Copy out the whole listing exactly as written, leaving the pictures behind.

[START]

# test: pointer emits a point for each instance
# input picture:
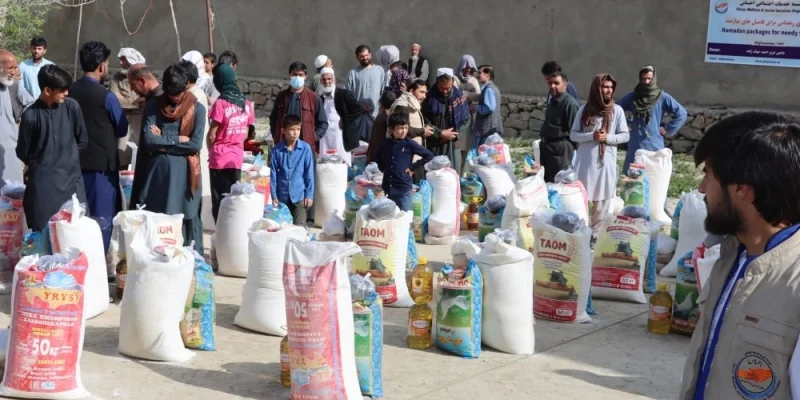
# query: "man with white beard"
(13, 99)
(332, 141)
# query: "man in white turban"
(132, 105)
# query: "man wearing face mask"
(302, 102)
(106, 123)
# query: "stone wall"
(522, 115)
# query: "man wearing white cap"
(446, 109)
(131, 102)
(322, 61)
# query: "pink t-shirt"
(228, 148)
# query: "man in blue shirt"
(745, 342)
(106, 123)
(292, 165)
(29, 68)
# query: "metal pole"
(210, 24)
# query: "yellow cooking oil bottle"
(420, 319)
(286, 375)
(422, 280)
(660, 319)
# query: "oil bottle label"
(659, 313)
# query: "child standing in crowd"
(395, 160)
(292, 164)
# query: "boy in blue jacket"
(292, 166)
(395, 159)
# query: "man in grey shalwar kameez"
(13, 100)
(598, 128)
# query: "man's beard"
(724, 219)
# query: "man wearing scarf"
(598, 128)
(648, 104)
(173, 135)
(447, 111)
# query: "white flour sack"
(658, 167)
(620, 258)
(445, 219)
(47, 328)
(319, 315)
(507, 296)
(263, 306)
(155, 296)
(70, 227)
(384, 249)
(329, 188)
(237, 213)
(691, 229)
(527, 196)
(495, 179)
(562, 272)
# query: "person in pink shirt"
(231, 115)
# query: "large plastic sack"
(319, 306)
(527, 196)
(368, 327)
(658, 167)
(12, 229)
(692, 229)
(496, 180)
(200, 311)
(421, 207)
(445, 219)
(330, 185)
(263, 307)
(562, 272)
(685, 311)
(384, 247)
(458, 294)
(159, 280)
(70, 227)
(507, 297)
(620, 257)
(236, 213)
(44, 362)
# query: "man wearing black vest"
(106, 123)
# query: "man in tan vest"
(744, 343)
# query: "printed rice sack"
(658, 167)
(159, 280)
(368, 327)
(200, 312)
(562, 272)
(330, 185)
(384, 247)
(263, 307)
(421, 206)
(319, 306)
(70, 227)
(44, 362)
(527, 196)
(692, 229)
(459, 309)
(685, 311)
(12, 229)
(507, 321)
(620, 257)
(241, 209)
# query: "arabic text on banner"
(754, 32)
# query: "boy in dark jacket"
(395, 160)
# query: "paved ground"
(613, 357)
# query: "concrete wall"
(516, 36)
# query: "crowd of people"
(191, 128)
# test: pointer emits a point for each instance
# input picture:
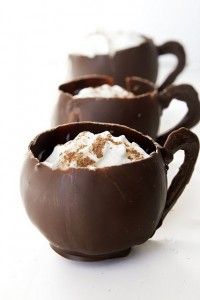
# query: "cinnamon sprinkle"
(80, 158)
(98, 145)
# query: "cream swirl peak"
(104, 91)
(102, 42)
(88, 150)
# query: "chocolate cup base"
(82, 257)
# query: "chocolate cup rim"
(151, 85)
(146, 40)
(41, 164)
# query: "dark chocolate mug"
(97, 214)
(141, 112)
(141, 61)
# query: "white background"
(35, 37)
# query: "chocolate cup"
(141, 61)
(97, 214)
(141, 112)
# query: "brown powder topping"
(98, 145)
(81, 159)
(133, 154)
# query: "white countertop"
(165, 267)
(33, 63)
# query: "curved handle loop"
(187, 94)
(177, 49)
(181, 139)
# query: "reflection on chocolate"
(97, 214)
(142, 112)
(139, 60)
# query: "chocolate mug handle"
(177, 49)
(187, 94)
(181, 139)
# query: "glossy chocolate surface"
(97, 214)
(141, 61)
(141, 112)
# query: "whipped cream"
(88, 150)
(100, 43)
(104, 91)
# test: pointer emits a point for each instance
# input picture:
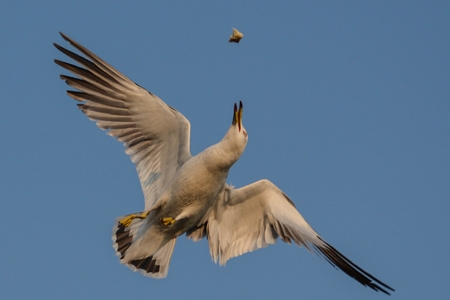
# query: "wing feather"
(155, 135)
(252, 217)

[END]

FULL RESPONSE -
# test: pointer emits a point for each instance
# input picture:
# query: "man with white beard"
(13, 99)
(332, 141)
# query: "man in white turban"
(132, 105)
# query: "man wearing face mask"
(302, 102)
(106, 123)
# query: "stone wall"
(522, 115)
# query: "man wearing white cap"
(446, 109)
(131, 102)
(322, 61)
# query: "pink t-shirt"
(228, 148)
# query: "man in blue shirt"
(745, 342)
(106, 123)
(292, 165)
(29, 68)
# query: "metal pole"
(210, 24)
# query: "yellow cooking oil bottle"
(420, 319)
(286, 375)
(422, 280)
(660, 319)
# query: "oil bottle label"
(659, 313)
# query: "child standing in crowd"
(395, 160)
(292, 164)
# query: "boy in blue jacket"
(292, 166)
(395, 159)
# query: "man in grey shalwar kameez"
(13, 100)
(598, 128)
# query: "man's beard"
(724, 219)
# query: "man wearing scarf"
(598, 128)
(648, 104)
(173, 135)
(447, 111)
# query: "white flour sack"
(658, 167)
(620, 258)
(445, 219)
(47, 328)
(319, 315)
(507, 296)
(263, 306)
(155, 296)
(70, 227)
(384, 249)
(329, 188)
(237, 213)
(691, 229)
(527, 196)
(495, 179)
(562, 272)
# query: "person in pink shirt"
(231, 115)
# query: "large plastic sack"
(319, 306)
(527, 196)
(368, 327)
(658, 167)
(12, 229)
(692, 229)
(496, 180)
(200, 311)
(421, 207)
(445, 219)
(330, 185)
(263, 307)
(562, 272)
(685, 311)
(384, 247)
(458, 294)
(159, 280)
(70, 227)
(507, 297)
(620, 257)
(236, 213)
(44, 362)
# query: "man wearing black vest"
(106, 123)
# query: "man in tan vest"
(744, 343)
# query: "printed rice sack"
(658, 167)
(159, 280)
(368, 327)
(200, 312)
(562, 272)
(330, 185)
(384, 247)
(263, 307)
(421, 206)
(319, 306)
(70, 227)
(44, 362)
(527, 196)
(692, 229)
(459, 309)
(685, 311)
(12, 229)
(507, 321)
(620, 257)
(241, 209)
# query: "arabic text on banner"
(754, 32)
# query: "boy in dark jacket"
(395, 160)
# query: "paved ground"
(613, 357)
# query: "concrete wall"
(516, 36)
# query: "crowd of people"
(191, 128)
# test: pointer emits a point for each instance
# input picture:
# query: "cinnamon sprinkle"
(80, 158)
(98, 145)
# query: "cream swirl peak"
(104, 91)
(102, 42)
(88, 150)
# query: "chocolate cup base"
(82, 257)
# query: "chocolate cup rim"
(151, 85)
(146, 40)
(41, 164)
# query: "dark chocolate mug"
(97, 214)
(141, 112)
(141, 61)
# query: "white background"
(35, 37)
# query: "chocolate cup"
(141, 61)
(97, 214)
(141, 112)
# query: "brown powder topping"
(98, 145)
(81, 159)
(133, 154)
# query: "white countertop"
(165, 267)
(33, 63)
# query: "curved handle loop"
(187, 94)
(177, 49)
(181, 139)
# query: "reflection on chocolate"
(97, 214)
(142, 112)
(139, 60)
# query: "chocolate mug handle"
(177, 49)
(187, 94)
(181, 139)
# query: "glossy chocolate surface"
(97, 214)
(141, 61)
(141, 112)
# query: "whipped cream"
(88, 150)
(100, 43)
(104, 91)
# test: pointer emits a point for each instance
# input picture:
# query: "wing feather"
(155, 135)
(252, 217)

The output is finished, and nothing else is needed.